* **The exercise**:
Copy the material below, swapping "blurred foliage" for "out-of-focus leaves" wherever it appears and leaving everything else unchanged.

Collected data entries
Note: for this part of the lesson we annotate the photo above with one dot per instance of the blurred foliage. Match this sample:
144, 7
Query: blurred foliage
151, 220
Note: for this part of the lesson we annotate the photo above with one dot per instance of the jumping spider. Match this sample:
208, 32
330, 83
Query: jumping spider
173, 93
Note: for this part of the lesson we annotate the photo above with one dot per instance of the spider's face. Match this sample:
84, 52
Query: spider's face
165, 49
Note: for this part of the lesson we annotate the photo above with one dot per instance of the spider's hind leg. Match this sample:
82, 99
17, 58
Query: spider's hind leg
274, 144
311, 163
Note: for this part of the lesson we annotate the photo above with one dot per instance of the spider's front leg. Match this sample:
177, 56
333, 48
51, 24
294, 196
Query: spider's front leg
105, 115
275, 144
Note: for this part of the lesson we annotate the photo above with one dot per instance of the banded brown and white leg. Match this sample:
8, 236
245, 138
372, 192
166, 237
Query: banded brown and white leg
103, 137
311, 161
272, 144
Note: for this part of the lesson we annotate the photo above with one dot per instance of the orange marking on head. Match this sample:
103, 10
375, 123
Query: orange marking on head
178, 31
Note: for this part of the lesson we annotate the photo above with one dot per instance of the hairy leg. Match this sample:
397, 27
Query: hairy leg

* **Answer to this problem**:
Note: for this part of the lesson we annotate the photo above with one dot per instance of the out-of-focus leaves. Match this sample:
144, 7
Query: out-of-focus leaves
151, 220
Note: for this part of the lesson we annotate the photo above with one dot per instance of the jumping spider. Match this sample:
208, 32
330, 83
Query: jumping spider
173, 93
Note: for this part of the lesson we annotate the photo above with one dot per instance of the spider's face. Match this sample:
84, 52
Query: spider's face
165, 49
Note: for this part of the lesson we annotate the photo above with one dot per instance of the spider's hind leg. Match this sample:
82, 99
17, 58
Query: spider's hind leg
274, 144
311, 163
Note: for this part of the lesson we annotate the photo above with one dot per instance of the spider's front leg. Match this sample:
177, 56
333, 48
51, 24
294, 196
Query: spider's front leg
105, 115
275, 144
Note: for this part of the lesson we annotate the photo above with one dot per instance of the banded brown and white leg. Match this sample:
8, 236
245, 138
372, 192
166, 237
Query: banded brown and white leg
103, 137
311, 161
272, 144
Note: for this part of the lesson we annotate the photo above with one dot per instance of the orange marking on head. Match this sample:
103, 10
375, 123
Query: orange marking on head
178, 31
Note: for this part of the lesson we annotate the photo above with one dot per instance of the hairy leg. Match this sample:
397, 27
Query: hairy leg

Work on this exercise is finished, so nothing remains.